Reading text:
Content starts
= Vestie Davis =

American painter

Vestie Davis (1903 - November 14, 1978) was a self-taught American artist whose works are in many important collections, including those of the American Folk Art Museum, the Smithsonian American Art Museum, and the Milwaukee Art Museum. His work was the subject of a monographic exhibition, Vestie Davis's New York, at the American Folk Art Museum, which ran for over a year beginning in autumn 2009.

==Life and work==
Born in Baltimore, Davis moved to New York City at the age of twenty-five in 1928, where he worked as a "circus barker, undertaker, newsstand operator, and church organist." He lived in Bensonhurst. In 1947 he began painting, after a conversion experience looking in a gallery window on 57th Street. Davis explained: "One day in 1947 I was walking on 57th Street and came to a big gallery. I looked in, saw some pictures I liked, said to myself, 'I can paint like that.' So I walked into an artist's material store."

Davis focused his art on New York City landmarks, which he depicted in a bright, broadly graphic style, densely peopled by cartoonish silhouettes. As the artist explained, "The more people I put in, the faster they (i.e. the pictures) sold." Yet these multitudes are uniformly white, which has led Davis to be criticized for the unrealistic homogeneity of his art. A favorite subject was Nathan's hotdog stand in Coney Island, which Davis frequently painted, once with three hundred figures.
Content ends
Information supplied:
Content starts
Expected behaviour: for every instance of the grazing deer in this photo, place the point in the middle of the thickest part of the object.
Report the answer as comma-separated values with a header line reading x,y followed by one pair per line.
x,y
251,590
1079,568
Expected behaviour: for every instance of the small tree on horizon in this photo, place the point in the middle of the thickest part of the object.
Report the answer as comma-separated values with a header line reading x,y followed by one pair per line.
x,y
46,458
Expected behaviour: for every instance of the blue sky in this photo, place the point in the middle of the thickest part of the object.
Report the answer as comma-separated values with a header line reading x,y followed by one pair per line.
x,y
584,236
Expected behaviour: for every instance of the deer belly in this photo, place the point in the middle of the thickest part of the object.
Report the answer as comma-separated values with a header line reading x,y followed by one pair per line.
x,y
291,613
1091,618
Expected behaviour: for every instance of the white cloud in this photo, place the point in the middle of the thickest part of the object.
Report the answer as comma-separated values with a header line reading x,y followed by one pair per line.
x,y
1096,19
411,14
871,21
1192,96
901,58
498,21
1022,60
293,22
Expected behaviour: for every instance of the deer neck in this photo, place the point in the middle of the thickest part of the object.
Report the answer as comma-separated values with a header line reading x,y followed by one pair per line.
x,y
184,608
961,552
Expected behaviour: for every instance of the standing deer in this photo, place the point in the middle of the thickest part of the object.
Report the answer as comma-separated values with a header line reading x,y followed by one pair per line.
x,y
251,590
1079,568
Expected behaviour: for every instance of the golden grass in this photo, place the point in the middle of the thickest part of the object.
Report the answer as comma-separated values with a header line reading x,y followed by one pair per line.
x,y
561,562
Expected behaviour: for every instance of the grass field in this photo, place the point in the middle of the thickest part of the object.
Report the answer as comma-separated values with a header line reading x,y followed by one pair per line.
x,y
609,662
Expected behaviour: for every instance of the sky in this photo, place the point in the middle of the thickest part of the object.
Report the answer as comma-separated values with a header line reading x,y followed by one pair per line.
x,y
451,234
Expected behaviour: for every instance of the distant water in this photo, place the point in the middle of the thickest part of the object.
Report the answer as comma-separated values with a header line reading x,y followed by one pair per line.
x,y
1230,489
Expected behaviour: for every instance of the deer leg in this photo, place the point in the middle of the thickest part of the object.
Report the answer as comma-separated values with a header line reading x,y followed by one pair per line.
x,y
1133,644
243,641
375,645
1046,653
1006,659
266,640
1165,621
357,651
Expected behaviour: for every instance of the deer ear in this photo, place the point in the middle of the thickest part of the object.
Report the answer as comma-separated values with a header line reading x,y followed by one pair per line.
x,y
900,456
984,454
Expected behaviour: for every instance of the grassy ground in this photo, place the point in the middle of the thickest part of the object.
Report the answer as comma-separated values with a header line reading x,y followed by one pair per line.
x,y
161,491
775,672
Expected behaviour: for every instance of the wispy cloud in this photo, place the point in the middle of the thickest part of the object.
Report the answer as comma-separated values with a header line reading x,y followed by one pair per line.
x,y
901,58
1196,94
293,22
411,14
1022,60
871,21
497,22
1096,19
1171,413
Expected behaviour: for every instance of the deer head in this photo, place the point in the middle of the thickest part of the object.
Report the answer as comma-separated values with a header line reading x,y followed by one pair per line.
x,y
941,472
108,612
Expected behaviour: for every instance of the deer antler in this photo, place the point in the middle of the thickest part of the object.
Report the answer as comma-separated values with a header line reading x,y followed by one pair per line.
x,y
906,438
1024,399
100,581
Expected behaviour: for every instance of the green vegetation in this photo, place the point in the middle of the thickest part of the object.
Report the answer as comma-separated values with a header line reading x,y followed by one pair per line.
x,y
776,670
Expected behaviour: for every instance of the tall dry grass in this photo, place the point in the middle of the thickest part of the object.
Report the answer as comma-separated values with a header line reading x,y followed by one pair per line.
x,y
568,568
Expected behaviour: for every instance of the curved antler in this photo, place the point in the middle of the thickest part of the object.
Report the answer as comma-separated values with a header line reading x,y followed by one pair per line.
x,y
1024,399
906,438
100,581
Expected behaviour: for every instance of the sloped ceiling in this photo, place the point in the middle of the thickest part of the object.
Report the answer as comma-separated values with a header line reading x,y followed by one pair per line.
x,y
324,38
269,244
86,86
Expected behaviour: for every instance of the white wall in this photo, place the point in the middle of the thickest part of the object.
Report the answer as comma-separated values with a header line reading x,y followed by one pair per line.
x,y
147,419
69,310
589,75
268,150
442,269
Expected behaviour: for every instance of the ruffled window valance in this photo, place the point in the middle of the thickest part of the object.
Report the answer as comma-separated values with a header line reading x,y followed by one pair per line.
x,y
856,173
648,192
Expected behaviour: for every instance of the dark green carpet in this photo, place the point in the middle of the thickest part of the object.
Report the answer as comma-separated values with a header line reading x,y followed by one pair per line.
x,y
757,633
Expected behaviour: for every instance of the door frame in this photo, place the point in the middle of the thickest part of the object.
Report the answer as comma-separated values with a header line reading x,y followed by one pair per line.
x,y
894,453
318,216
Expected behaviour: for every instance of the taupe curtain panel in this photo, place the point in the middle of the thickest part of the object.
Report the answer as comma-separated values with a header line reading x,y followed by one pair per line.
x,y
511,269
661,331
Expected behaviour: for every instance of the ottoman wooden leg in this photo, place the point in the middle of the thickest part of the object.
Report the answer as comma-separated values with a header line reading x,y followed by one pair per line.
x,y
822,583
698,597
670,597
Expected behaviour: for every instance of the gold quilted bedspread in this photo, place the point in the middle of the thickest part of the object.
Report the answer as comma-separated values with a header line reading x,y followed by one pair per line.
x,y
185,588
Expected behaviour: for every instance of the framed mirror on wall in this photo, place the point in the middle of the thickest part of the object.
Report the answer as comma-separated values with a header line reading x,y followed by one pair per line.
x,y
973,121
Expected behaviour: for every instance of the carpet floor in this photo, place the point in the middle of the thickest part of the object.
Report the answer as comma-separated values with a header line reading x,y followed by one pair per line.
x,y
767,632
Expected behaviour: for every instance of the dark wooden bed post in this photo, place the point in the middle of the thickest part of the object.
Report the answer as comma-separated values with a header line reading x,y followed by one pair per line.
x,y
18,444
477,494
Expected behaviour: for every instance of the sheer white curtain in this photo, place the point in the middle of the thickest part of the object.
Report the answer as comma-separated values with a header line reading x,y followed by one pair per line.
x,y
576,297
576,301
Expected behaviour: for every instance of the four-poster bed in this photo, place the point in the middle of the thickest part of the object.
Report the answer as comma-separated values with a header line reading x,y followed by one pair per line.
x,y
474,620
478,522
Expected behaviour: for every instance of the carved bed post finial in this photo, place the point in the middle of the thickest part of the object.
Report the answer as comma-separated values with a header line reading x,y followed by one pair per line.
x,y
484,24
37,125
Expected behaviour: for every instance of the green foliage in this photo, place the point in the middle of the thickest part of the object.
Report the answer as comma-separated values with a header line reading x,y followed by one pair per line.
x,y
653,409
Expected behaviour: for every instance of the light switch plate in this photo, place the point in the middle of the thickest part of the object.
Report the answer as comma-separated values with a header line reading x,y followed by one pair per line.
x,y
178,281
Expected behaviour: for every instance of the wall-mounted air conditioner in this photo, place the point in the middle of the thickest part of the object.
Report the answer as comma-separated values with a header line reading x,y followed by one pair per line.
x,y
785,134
Content ends
Work to complete:
a - According to the Vestie Davis article, what jobs did Davis hold after moving to New York City?
b - Answer these questions from the Vestie Davis article:
(i) In what year did Davis begin painting?
(ii) Which neighborhood did he live in?
(iii) How many figures did he once include in a painting of Nathan's hotdog stand?
c - Go on with the Vestie Davis article from where it stops.
The records are separate material and have nothing to do with the Vestie Davis article.

Responses to the exercise:
a - Circus barker, undertaker, newsstand operator, church organist

b -
(i) 1947
(ii) Bensonhurst
(iii) Three hundred

c -
Davis was represented by the Morris Gallery in Greenwich Village, after Morris Weisenthal was impressed by his work at a show on Washington Square in the 1950s. His work sold well, appealing to the public with its accessible subject matter and style (quite unlike esoteric Modernism). As Davis readily admitted, "I paint what people want, and they want what is familiar to them." Fittingly, the painter of crowds was a crowd-pleaser.

Davis died of cancer in New York City at the age of 75 in 1978. At the time of his death he was a celebrated figure, with his work included in Bicentennial celebrations two years earlier. He is buried in Green-Wood Cemetery, Brooklyn.

==Bibliography==
- Miller, Gloria Bley. "Vestie Davis, Brooklyn Painter, in his own Words: Interviews from 1961 to 1965," in Folk Art, Summer 2003, pp. 40–51.